_TEXT EXCERPT_
-*-

Attached are just a few of the DEBUG logs under /Applications/ucx/logs for the crawl_tables task showing how many tables we have in our environment. Also attached is the estimate_table_size_for_migration.log file showing only the tables under the Hive metastore. crawl_tables.log crawl_tables.log.2025-01-13_21-01.log crawl_tables.log.2025-01-13_21-02.log crawl_tables.log.2025-01-13_21-03.log estimate_table_size_for_migration.log

bwmann89 avatar Jan 13 '25 22:01 bwmann89

I'm missing the output for Crawl tables. In any case. Just to be clear the estimate_table_size_for_migration will list only the sizes of the tables that need to be physically copied (e.g. tables on DBFS root that are not supported by UC). The purpose of it is to estimate the extra storage required as well as an estimate of how long it will take to copy these tables.

FastLee avatar Jan 21 '25 18:01 FastLee

All log files for crawl_tables weren't attached, since there were over 20 of them for all of our tables. Thank you for clarifying the purpose of estimate_table_size_for_migration. We do not plan to move/copy any of those tables from their current locations in S3, but just want them managed by Unity Catalog. Due to this, there would be no copy or transfer of data required, but just a metadata change so that the tables are managed by UC?

bwmann89 avatar Jan 23 '25 15:01 bwmann89

-*-

Location identification entries
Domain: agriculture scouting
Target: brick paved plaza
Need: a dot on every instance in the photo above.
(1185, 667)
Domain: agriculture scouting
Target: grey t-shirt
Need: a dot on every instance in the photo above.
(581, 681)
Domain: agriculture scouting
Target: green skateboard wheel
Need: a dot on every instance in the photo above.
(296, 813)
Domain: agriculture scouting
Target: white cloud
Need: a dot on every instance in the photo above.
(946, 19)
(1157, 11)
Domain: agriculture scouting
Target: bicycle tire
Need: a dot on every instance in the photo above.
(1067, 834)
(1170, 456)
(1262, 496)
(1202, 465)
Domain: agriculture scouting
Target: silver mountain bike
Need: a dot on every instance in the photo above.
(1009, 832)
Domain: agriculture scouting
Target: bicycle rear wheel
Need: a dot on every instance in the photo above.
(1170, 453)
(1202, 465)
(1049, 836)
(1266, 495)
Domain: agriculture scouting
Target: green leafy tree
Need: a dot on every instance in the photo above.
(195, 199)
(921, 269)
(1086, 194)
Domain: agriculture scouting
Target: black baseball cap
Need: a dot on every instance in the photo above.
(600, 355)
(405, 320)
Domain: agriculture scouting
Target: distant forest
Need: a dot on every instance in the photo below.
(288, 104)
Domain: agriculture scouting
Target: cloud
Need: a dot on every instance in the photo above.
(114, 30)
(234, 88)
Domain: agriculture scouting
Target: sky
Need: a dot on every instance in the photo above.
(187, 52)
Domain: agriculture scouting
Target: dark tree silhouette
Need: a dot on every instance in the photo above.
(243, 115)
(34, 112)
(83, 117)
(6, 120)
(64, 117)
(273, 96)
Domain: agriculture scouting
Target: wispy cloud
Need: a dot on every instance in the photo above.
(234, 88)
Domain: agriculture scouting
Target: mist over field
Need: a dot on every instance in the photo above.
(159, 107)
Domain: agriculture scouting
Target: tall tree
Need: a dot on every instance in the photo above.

-*-

_EXERCISES_
A. Reproduce the passage of the forum thread from "bwmann89 avatar Jan 13" to "managed by UC?".
B. How many lines of the entries contain the string "cloud", with case taken into account? Reply with the number alone.
The forum thread and the entries have no connection to each other.

_FINAL ANSWERS_
A.
bwmann89 avatar Jan 13 '25 22:01 bwmann89

I'm missing the output for Crawl tables. In any case. Just to be clear the estimate_table_size_for_migration will list only the sizes of the tables that need to be physically copied (e.g. tables on DBFS root that are not supported by UC). The purpose of it is to estimate the extra storage required as well as an estimate of how long it will take to copy these tables.

FastLee avatar Jan 21 '25 18:01 FastLee

All log files for crawl_tables weren't attached, since there were over 20 of them for all of our tables. Thank you for clarifying the purpose of estimate_table_size_for_migration. We do not plan to move/copy any of those tables from their current locations in S3, but just want them managed by Unity Catalog. Due to this, there would be no copy or transfer of data required, but just a metadata change so that the tables are managed by UC?

B. 3